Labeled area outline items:
============

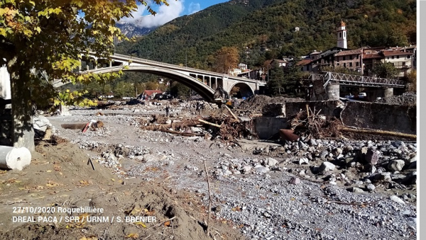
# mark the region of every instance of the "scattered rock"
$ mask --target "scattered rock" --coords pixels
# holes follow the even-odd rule
[[[359,188],[353,187],[351,188],[351,191],[354,193],[364,193],[364,190]]]
[[[389,169],[389,171],[401,171],[405,165],[405,161],[404,161],[404,160],[390,160],[388,164],[388,169]]]
[[[367,188],[367,190],[369,192],[372,192],[374,190],[374,189],[376,189],[376,186],[374,185],[374,184],[369,183],[369,184],[367,184],[367,185],[366,186],[366,188]]]
[[[398,196],[393,195],[390,197],[389,197],[389,199],[393,200],[395,202],[398,202],[400,204],[405,204],[405,202],[404,202],[404,200],[403,200],[402,199],[399,198]]]
[[[274,166],[278,164],[278,161],[270,157],[263,160],[263,163],[265,166]]]
[[[267,172],[270,171],[271,170],[267,166],[259,166],[257,168],[254,168],[254,171],[258,174],[262,174],[262,173],[266,173]]]
[[[378,151],[368,149],[367,151],[367,153],[366,154],[365,159],[367,161],[367,163],[371,164],[372,166],[374,166],[377,164],[377,162],[378,161]]]
[[[299,178],[293,177],[293,178],[290,178],[290,183],[294,184],[294,185],[300,184],[301,183],[300,179],[299,179]]]
[[[333,171],[334,170],[334,168],[336,168],[334,164],[329,161],[324,161],[322,164],[321,164],[321,166],[320,166],[319,170],[320,173],[324,173],[329,171]]]
[[[302,165],[302,164],[309,164],[309,159],[305,157],[301,158],[299,159],[299,165]]]

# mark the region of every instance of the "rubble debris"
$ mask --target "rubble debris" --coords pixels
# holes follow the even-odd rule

============

- _EXERCISE DESCRIPTION_: Skip the pictures, then retype every line above exactly.

- _FULL RESPONSE_:
# mark the region of every instance of the "scattered rock"
$ mask --target "scattered rock" --coords pixels
# holes follow the even-odd rule
[[[359,188],[353,187],[351,188],[351,191],[354,193],[364,193],[364,190]]]
[[[389,169],[389,171],[401,171],[405,165],[405,161],[404,161],[404,160],[390,160],[388,164],[388,169]]]
[[[367,188],[367,190],[369,192],[372,192],[374,190],[374,189],[376,189],[376,186],[374,185],[374,184],[369,183],[369,184],[367,184],[367,185],[366,186],[366,188]]]
[[[398,196],[393,195],[390,197],[389,197],[389,199],[393,200],[395,202],[398,202],[400,204],[405,204],[405,202],[404,202],[404,200],[403,200],[402,199],[399,198]]]
[[[274,166],[278,164],[278,161],[270,157],[263,160],[263,163],[265,166]]]
[[[267,172],[270,171],[271,170],[267,166],[259,166],[257,168],[254,168],[254,171],[258,174],[262,174],[262,173],[266,173]]]
[[[378,151],[368,149],[367,151],[367,153],[366,154],[365,159],[367,161],[367,163],[371,164],[372,166],[374,166],[377,164],[377,162],[378,161]]]
[[[299,178],[293,177],[293,178],[290,178],[290,183],[294,184],[294,185],[300,184],[301,183],[300,179],[299,179]]]
[[[333,171],[334,170],[334,168],[336,168],[334,164],[329,161],[324,161],[322,164],[321,164],[321,166],[320,166],[319,170],[320,173],[324,173],[329,171]]]
[[[302,165],[302,164],[309,164],[309,159],[305,157],[301,158],[299,159],[299,165]]]

# mark the region of every instance of the "rubble debris"
$ mask --target "rubble debris" --coords pixels
# holes follow the even-odd rule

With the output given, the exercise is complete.